Passage provided
--
Black cloud ERIC KIM


Some conspiracies are true, some are false.

Why do some people really want the conspiracy theories to be true?

In order to blame someone else or an institution or something for one’s personal misery and suffering.

For example real conspiracies in history include the Cataline Conspiracy (known more specifically as the “Second Cataline Conspiracy”). The gist was this:

A Roman senator named Cataline created a conspiracy to overthrow Cicero.

Maccari Hall (Palazzo Madama) - Cicero denouncing Catiline to the Senate (Cesare Maccari, 1840-1919)
Cicero denouncing Catiline to the Senate (Cesare Maccari, 1840-1919) [Source]

What is a conspiracy anyways?

Conspire literally means to “share the same air”(con+spire). Con means “with”, spire means “to breathe”. So imagine a bunch of people sitting in the same physical (soundproof) room together, hatching some sort of plot which will mutually benefit all in the room.

Modern conspiracy theories

The problem —

How do we filter the true conspiracies from the false ones?
--
Raw data
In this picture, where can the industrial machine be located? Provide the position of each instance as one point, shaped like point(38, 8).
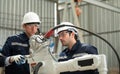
--
Instructions
A: Say whether each statement agrees with the text on conspiracies, answering yes or no and quoting the words from it that decide: (i) Cataline was a Roman senator who plotted to overthrow Cicero. (ii) "Con" means "to breathe." (iii) All conspiracies are false.
B: Answer these questions from the text on conspiracies:
(i) Why do some people want conspiracy theories to be true?
(ii) What more specific name is given for the Cataline Conspiracy?
(iii) What does "conspire" literally mean?

Replies
A:
(i) Yes: "A Roman senator named Cataline created a conspiracy to overthrow Cicero."
(ii) No: "Con means “with”, spire means “to breathe”."
(iii) No: "Some conspiracies are true, some are false."

B:
(i) To blame someone else, an institution or something for their own misery and suffering.
(ii) The "Second Cataline Conspiracy."
(iii) To "share the same air."